Problem requirements = Rewrite everything from the line containing "Give a dot for each instance of the notebook, drawn" down to the end of the data, changing "batik shirt" to "printed shirt" and keeping the rest the same.

───── Material for this exercise ─────

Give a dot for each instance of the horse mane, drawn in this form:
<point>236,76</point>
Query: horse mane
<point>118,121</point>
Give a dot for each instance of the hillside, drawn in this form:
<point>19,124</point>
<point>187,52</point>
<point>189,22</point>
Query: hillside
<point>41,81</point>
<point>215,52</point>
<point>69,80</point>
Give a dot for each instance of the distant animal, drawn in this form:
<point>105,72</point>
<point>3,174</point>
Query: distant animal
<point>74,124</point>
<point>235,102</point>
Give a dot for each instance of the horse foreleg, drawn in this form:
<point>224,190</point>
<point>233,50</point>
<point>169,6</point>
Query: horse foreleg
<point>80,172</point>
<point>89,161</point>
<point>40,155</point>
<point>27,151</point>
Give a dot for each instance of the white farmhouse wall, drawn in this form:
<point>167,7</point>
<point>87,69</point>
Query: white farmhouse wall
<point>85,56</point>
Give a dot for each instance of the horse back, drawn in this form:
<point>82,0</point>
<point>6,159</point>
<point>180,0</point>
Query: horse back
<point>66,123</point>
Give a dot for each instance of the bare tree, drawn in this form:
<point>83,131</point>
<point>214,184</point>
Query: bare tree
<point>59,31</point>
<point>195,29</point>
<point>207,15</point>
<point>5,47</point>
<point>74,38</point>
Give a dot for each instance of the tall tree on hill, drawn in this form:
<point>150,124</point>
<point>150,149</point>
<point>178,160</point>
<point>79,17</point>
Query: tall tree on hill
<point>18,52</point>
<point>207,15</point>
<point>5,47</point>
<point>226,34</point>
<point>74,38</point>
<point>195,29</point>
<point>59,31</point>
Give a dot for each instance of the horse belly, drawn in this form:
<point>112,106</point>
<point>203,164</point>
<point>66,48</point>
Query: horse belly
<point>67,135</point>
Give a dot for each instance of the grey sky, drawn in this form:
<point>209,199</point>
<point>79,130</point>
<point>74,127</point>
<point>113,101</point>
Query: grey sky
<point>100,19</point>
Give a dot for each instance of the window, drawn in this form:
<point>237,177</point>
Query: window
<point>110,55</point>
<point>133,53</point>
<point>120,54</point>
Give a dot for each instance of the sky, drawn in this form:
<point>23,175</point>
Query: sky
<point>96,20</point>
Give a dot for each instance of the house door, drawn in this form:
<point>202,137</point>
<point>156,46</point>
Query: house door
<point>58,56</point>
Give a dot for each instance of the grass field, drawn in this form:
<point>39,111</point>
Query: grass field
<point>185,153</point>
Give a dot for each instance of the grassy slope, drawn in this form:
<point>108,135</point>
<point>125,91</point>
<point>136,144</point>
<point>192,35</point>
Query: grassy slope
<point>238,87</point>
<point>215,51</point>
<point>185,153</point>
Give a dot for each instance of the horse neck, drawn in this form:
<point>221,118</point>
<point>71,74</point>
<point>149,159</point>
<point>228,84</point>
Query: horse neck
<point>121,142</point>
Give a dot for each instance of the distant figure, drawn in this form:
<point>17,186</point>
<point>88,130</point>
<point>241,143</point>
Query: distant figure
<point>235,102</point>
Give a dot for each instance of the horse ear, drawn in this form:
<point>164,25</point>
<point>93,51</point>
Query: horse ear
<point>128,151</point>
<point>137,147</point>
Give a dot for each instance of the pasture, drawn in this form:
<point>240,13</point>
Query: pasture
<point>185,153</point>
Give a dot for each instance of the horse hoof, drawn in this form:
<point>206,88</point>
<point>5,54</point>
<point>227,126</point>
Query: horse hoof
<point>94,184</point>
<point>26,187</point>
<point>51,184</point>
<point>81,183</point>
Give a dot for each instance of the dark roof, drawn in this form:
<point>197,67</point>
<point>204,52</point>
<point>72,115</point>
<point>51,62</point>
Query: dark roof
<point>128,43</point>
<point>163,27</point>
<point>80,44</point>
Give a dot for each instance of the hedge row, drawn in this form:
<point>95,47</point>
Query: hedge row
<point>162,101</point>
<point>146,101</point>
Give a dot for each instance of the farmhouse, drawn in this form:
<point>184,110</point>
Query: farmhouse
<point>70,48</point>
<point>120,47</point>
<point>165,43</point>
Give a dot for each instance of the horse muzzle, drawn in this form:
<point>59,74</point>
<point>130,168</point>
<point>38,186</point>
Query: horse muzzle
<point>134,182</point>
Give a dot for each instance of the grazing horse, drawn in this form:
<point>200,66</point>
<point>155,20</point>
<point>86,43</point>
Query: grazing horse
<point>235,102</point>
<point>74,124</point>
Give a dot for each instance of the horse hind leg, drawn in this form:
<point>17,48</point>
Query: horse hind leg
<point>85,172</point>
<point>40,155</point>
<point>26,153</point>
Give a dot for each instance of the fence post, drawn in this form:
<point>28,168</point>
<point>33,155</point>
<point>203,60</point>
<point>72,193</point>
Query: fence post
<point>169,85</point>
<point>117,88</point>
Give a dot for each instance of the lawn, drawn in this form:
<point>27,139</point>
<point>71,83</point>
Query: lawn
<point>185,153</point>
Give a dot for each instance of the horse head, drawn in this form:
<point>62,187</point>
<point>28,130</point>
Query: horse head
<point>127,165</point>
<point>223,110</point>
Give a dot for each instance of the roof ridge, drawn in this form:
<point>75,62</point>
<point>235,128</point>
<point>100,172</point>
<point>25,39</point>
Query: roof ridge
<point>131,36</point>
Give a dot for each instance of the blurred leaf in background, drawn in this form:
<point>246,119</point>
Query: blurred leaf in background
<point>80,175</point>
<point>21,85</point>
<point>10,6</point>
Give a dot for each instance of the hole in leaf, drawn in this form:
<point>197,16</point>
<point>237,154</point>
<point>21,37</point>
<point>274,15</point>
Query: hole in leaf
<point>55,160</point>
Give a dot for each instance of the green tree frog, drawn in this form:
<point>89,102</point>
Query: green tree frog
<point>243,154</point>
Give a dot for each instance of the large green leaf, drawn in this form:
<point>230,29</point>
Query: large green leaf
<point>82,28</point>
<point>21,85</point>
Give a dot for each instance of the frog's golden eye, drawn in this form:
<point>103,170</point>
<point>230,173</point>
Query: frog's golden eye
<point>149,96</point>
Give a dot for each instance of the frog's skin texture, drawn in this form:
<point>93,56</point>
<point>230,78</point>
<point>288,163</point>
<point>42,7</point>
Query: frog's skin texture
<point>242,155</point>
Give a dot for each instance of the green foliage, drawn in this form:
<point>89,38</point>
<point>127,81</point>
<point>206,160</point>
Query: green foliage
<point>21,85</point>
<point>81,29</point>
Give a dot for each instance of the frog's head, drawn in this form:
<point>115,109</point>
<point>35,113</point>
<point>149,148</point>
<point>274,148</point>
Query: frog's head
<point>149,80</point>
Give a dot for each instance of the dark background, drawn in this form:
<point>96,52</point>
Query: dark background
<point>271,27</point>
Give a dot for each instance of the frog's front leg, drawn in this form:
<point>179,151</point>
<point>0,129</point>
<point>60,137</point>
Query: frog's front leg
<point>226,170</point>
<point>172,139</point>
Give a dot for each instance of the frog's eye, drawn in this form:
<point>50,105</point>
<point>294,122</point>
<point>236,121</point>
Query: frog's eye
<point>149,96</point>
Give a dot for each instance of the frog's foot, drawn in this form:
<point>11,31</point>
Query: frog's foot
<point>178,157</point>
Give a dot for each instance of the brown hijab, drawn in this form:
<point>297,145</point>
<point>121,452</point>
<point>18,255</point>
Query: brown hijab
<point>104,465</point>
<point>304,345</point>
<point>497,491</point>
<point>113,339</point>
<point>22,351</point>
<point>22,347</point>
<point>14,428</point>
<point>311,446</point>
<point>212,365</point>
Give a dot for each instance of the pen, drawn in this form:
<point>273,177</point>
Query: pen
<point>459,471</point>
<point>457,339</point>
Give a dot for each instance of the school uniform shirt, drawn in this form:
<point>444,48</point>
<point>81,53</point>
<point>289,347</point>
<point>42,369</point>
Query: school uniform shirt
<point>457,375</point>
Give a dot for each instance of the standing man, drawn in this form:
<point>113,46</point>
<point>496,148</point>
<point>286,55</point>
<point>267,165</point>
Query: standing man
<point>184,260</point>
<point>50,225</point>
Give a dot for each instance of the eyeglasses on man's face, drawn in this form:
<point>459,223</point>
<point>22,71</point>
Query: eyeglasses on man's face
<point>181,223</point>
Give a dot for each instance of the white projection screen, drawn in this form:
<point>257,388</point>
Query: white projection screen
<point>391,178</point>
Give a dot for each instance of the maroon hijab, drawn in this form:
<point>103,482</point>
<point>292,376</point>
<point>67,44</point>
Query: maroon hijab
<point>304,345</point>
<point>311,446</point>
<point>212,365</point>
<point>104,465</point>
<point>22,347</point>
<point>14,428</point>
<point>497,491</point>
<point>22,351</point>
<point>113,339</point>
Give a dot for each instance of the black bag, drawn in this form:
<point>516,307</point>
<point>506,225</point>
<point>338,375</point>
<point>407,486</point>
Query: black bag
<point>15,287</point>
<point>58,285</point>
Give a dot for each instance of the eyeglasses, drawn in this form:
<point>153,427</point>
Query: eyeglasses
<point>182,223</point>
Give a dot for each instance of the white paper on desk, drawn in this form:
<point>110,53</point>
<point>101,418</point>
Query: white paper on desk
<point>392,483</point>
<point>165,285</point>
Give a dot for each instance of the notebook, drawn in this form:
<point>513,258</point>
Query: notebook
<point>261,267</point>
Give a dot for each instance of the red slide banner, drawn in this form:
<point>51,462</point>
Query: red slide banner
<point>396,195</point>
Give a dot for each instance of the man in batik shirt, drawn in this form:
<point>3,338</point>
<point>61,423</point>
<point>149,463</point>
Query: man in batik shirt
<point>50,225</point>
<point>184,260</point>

─────

Solution for this task =
Give a dot for each instance of the notebook, drawn in this form:
<point>513,258</point>
Query: notebook
<point>261,267</point>
Give a dot for each instance of the red slide banner, drawn in this form:
<point>51,462</point>
Query: red slide banner
<point>396,195</point>
Give a dot for each instance of the man in printed shirt, drawn in this form:
<point>3,338</point>
<point>61,423</point>
<point>149,463</point>
Query: man in printed shirt
<point>50,225</point>
<point>184,260</point>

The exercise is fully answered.